**Work required**: Reproduce word for word the section of the driving thread that begins with the words containing "## Pluralized (May" and ends with "rather informative video.".

**Selected passage**:
━━━━━━━━━━━━━━━━━━━━
Once we caravaned -- or were supposed to -- over to the next state to watch a football game with friends -- the guy drives like a bat out of hell and he's all proud of himself for beating me by about 20 minutes -- tops. Really. Some people would prefer to drive more safely and spend a little less on gas -- rather than try to carve out a few minutes here and there. What's the big hurry?


----------



## Pluralized (May 20, 2013)

Admittedly, I like to haul arse. The speed limit in my hometown in Wyoming was 30mph, even on the main streets. When I got to Atlanta, I started driving as fast as I could get away with. After having kids, I do watch my speed a lot more, but still drive 10-15mph above the limit. 

Texting and driving is a huge problem here in the suburbs where I live. This is old information, but a rather informative video.


----------



## Brock (May 20, 2013)

> [h=2]Let's get a driving pet peeves thread going...[/h]




Driving pets are a peeve indeed.


----------



## DPVP (May 20, 2013)

for the speeding i notice it changes if i drive a car or motorcycle. in a car i do the speed limit about, on a bike i got a need for speed.


----------



## shadowwalker (May 20, 2013)
━━━━━━━━━━━━━━━━━━━━
**Stored data**:
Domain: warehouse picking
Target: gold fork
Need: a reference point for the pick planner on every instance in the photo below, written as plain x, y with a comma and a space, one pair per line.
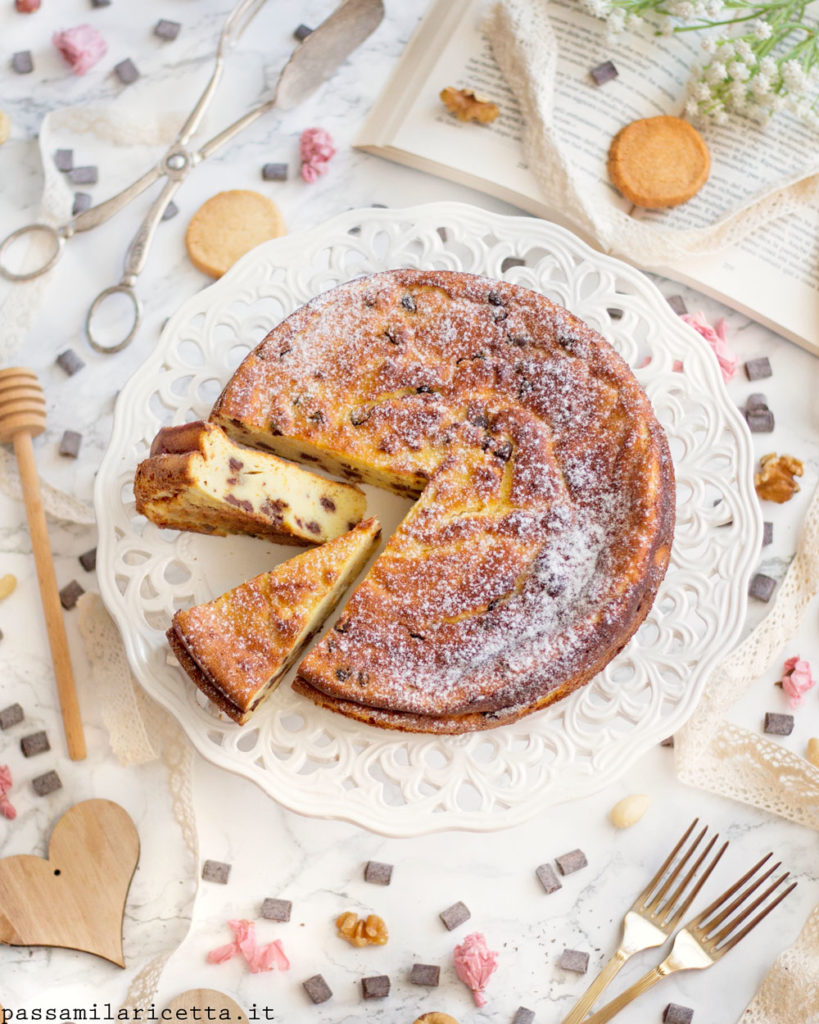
━━━━━━━━━━━━━━━━━━━━
**Finished exercise**:
## Pluralized (May 20, 2013)

Admittedly, I like to haul arse. The speed limit in my hometown in Wyoming was 30mph, even on the main streets. When I got to Atlanta, I started driving as fast as I could get away with. After having kids, I do watch my speed a lot more, but still drive 10-15mph above the limit. 

Texting and driving is a huge problem here in the suburbs where I live. This is old information, but a rather informative video.